Outline records for named regions:
• • • •

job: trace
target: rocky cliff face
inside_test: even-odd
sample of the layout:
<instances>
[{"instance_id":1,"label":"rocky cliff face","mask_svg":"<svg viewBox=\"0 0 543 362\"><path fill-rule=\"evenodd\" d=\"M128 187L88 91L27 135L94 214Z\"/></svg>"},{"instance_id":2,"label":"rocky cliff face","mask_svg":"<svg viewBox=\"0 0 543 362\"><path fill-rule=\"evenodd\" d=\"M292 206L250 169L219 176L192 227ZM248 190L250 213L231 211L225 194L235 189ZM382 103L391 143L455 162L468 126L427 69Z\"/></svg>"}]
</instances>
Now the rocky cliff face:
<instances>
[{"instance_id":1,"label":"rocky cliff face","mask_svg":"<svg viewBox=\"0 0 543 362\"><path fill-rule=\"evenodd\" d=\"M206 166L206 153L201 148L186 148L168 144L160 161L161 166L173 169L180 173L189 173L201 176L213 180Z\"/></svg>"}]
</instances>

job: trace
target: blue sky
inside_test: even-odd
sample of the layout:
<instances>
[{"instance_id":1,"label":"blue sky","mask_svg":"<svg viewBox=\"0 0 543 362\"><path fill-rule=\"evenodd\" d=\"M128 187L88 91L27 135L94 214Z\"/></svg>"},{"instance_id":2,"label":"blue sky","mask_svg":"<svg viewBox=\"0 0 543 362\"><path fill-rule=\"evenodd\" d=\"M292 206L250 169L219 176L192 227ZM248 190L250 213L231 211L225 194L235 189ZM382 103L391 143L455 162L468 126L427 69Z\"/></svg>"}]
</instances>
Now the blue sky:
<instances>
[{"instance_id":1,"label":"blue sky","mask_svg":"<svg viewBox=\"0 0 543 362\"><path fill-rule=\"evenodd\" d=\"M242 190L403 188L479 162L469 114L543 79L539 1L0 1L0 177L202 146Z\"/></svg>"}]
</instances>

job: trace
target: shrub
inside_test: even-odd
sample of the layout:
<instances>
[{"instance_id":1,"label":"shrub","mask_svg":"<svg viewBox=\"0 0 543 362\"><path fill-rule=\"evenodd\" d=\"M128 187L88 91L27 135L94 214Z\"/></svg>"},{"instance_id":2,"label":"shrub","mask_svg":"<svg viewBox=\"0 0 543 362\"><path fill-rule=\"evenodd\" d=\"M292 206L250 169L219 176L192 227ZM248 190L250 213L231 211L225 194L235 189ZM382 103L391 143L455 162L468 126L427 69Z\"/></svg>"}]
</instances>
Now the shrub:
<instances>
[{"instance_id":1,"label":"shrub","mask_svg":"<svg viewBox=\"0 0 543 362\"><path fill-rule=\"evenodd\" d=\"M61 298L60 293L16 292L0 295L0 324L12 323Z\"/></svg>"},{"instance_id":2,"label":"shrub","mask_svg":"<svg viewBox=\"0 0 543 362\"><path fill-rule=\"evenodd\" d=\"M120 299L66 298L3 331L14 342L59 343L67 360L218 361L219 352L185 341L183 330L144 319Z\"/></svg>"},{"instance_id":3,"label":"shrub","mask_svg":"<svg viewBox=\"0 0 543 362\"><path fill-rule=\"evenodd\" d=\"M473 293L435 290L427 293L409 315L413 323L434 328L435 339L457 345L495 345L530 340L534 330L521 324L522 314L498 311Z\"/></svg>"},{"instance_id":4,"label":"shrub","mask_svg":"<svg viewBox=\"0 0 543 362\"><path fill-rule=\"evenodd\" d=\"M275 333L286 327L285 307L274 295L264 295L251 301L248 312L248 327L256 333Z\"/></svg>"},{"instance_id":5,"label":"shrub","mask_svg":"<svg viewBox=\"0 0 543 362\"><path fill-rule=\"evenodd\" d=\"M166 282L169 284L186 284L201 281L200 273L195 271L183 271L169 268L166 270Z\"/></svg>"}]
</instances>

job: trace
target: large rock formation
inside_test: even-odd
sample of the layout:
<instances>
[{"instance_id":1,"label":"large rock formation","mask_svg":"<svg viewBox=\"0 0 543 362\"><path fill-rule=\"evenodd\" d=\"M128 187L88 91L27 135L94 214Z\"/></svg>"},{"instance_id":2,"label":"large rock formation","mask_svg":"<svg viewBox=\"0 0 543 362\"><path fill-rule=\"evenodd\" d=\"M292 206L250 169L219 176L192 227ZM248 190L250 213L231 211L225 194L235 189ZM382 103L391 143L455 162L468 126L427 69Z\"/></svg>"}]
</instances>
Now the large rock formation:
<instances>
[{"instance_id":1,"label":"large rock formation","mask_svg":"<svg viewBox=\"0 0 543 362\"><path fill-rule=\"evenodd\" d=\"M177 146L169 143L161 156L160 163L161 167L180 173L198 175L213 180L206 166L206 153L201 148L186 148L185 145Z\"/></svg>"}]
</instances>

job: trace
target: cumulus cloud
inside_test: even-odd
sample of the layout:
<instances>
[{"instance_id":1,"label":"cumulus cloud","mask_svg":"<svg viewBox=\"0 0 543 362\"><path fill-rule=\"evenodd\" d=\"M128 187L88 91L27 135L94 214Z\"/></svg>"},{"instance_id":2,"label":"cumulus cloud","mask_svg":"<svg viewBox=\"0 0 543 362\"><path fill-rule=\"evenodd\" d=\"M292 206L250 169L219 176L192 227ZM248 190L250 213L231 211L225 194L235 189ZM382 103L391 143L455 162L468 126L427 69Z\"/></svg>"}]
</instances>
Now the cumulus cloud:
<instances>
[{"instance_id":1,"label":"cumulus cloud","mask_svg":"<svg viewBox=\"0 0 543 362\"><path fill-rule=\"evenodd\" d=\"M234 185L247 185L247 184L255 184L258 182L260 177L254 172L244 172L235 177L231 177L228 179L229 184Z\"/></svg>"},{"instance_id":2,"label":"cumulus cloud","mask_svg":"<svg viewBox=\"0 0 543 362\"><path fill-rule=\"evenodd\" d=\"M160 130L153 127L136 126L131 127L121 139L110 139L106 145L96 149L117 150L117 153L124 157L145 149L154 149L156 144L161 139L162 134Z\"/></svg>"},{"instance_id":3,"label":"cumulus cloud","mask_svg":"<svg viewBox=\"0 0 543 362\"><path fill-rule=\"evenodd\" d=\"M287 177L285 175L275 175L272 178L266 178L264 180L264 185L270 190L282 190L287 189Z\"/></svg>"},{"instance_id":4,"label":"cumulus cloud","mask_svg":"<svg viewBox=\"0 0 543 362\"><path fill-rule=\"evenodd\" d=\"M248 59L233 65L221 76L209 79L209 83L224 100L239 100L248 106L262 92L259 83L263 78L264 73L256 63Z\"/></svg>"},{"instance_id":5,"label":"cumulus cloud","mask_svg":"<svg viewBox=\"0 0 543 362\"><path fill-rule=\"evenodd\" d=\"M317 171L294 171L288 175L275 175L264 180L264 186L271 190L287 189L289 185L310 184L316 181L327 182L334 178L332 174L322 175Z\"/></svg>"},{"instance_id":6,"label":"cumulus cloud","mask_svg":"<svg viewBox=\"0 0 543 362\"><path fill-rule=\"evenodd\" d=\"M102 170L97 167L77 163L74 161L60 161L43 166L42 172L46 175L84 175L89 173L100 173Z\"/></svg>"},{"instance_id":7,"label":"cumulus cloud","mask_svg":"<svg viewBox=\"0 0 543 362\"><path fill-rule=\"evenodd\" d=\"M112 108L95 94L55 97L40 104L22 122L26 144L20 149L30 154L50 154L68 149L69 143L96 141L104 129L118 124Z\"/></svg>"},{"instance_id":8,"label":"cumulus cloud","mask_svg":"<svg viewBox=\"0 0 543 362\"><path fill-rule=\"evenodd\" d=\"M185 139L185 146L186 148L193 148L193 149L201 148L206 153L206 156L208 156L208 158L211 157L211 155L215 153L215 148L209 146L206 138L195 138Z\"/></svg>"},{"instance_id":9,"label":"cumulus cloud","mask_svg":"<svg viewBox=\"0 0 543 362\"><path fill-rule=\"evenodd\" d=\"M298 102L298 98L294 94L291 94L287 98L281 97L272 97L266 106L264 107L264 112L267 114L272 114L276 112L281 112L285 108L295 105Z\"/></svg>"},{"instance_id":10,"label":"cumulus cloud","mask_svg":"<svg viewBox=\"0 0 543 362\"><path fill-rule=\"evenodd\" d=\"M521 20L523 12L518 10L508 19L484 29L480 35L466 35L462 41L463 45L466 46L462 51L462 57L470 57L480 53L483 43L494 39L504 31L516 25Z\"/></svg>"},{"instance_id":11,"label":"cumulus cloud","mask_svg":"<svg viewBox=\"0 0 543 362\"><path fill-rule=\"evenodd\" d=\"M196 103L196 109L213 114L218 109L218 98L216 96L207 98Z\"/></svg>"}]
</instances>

• • • •

> WHAT TO PRODUCE
Show every line in the records above that contains the string "target", copied in full and unchanged.

> SOLUTION
target: rocky cliff face
target: blue sky
target: shrub
target: large rock formation
target: cumulus cloud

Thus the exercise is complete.